--- Exercise requirements ---
Working through the records below, count the lines that include "cabinet". The reply is that number alone.

Stored items from a collection:
#####

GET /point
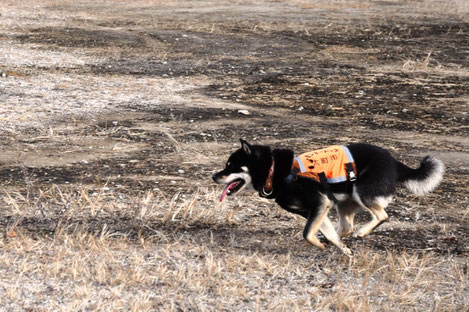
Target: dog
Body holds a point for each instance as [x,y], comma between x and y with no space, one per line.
[370,181]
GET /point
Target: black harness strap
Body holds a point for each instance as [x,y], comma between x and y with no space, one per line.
[325,184]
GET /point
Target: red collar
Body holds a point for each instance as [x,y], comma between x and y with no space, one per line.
[268,186]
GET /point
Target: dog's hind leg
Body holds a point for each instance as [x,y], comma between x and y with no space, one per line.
[315,220]
[327,229]
[378,216]
[346,211]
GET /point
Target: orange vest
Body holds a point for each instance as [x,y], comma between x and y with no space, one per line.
[336,162]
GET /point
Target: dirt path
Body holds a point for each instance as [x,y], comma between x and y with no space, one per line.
[129,100]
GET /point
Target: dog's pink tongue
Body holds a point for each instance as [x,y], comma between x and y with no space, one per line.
[226,189]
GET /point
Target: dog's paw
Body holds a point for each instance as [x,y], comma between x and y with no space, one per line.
[360,234]
[347,251]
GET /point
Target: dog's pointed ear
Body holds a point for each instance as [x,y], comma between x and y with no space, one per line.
[246,147]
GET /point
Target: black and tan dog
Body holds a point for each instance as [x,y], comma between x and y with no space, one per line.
[365,177]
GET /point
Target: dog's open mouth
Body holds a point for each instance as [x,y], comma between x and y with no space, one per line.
[231,188]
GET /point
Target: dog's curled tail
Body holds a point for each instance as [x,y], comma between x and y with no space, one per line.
[424,179]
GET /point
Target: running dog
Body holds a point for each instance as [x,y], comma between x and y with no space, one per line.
[348,177]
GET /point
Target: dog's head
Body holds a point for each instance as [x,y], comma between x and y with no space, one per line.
[246,167]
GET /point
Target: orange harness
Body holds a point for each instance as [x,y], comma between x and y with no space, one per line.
[333,164]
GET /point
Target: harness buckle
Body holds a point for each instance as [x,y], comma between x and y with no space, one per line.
[350,172]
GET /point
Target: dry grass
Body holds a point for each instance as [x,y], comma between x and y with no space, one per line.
[117,232]
[187,262]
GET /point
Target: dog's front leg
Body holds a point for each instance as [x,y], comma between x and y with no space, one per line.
[315,219]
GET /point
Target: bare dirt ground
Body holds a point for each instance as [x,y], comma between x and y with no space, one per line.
[114,115]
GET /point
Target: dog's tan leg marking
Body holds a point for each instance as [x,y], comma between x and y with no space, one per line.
[346,212]
[378,215]
[312,225]
[327,229]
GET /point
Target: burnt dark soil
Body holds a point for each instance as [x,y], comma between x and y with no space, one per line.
[394,81]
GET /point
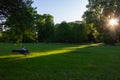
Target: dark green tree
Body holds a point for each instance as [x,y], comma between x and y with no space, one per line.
[63,33]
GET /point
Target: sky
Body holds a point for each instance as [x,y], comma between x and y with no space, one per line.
[62,10]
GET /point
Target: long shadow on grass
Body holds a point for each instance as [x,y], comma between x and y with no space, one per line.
[69,63]
[47,49]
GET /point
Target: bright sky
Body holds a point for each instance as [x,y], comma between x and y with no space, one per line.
[62,10]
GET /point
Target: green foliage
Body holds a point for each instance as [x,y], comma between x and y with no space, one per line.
[19,19]
[100,12]
[45,27]
[79,33]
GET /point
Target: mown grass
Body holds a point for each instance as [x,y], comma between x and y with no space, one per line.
[49,61]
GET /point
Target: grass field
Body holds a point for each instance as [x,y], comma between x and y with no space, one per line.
[48,61]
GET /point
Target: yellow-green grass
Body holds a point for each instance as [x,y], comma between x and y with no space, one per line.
[48,61]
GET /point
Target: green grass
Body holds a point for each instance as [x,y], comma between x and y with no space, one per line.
[49,61]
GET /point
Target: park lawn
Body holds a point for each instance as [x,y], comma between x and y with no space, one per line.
[53,61]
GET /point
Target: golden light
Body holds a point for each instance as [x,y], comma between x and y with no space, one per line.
[113,22]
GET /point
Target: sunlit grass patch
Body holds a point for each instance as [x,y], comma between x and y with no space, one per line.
[49,61]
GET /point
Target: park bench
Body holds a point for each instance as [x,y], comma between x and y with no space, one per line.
[25,52]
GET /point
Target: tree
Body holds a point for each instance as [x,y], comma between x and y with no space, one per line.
[100,12]
[63,33]
[45,28]
[19,17]
[79,32]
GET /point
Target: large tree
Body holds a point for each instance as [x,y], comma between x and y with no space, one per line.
[19,18]
[45,27]
[100,12]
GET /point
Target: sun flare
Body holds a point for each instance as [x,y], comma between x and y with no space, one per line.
[113,22]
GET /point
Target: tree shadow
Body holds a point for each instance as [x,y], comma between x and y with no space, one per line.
[38,51]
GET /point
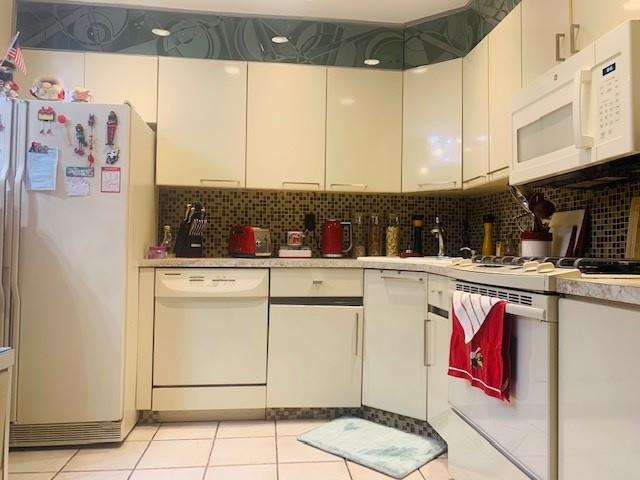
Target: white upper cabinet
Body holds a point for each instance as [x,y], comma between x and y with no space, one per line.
[65,67]
[202,123]
[546,37]
[432,127]
[116,78]
[505,79]
[364,130]
[286,126]
[594,18]
[475,92]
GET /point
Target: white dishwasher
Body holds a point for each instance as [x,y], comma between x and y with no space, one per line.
[210,331]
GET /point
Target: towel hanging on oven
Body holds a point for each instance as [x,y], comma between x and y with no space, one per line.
[480,343]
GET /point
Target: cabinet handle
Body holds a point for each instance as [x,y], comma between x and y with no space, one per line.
[474,178]
[496,170]
[357,331]
[215,180]
[424,344]
[435,184]
[406,279]
[575,28]
[559,38]
[357,185]
[302,183]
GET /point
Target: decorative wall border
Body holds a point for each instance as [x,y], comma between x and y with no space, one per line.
[65,26]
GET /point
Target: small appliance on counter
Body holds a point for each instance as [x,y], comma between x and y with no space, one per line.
[248,241]
[192,227]
[333,238]
[295,247]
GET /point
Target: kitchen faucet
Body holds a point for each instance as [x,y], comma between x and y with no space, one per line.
[437,231]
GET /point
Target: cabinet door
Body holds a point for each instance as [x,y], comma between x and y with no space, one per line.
[364,130]
[599,387]
[545,36]
[315,356]
[597,17]
[432,125]
[475,121]
[395,372]
[67,67]
[114,78]
[505,79]
[202,122]
[286,126]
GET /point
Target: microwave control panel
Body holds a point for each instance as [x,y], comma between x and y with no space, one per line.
[608,102]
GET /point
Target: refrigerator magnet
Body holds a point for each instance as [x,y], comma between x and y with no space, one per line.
[110,180]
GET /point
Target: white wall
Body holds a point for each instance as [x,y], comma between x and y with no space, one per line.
[7,9]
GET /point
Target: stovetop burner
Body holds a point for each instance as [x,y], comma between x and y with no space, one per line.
[587,266]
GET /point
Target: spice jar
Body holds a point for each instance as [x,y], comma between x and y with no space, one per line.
[359,235]
[375,236]
[393,236]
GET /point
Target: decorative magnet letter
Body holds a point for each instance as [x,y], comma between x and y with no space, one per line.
[82,142]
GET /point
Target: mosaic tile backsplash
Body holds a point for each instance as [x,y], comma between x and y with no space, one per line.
[282,211]
[461,216]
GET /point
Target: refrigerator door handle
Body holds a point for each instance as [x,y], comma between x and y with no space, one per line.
[21,158]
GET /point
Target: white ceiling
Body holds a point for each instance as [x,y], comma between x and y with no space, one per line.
[383,11]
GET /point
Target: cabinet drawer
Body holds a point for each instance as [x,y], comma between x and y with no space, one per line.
[439,288]
[316,282]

#####

--- Problem solution ---
4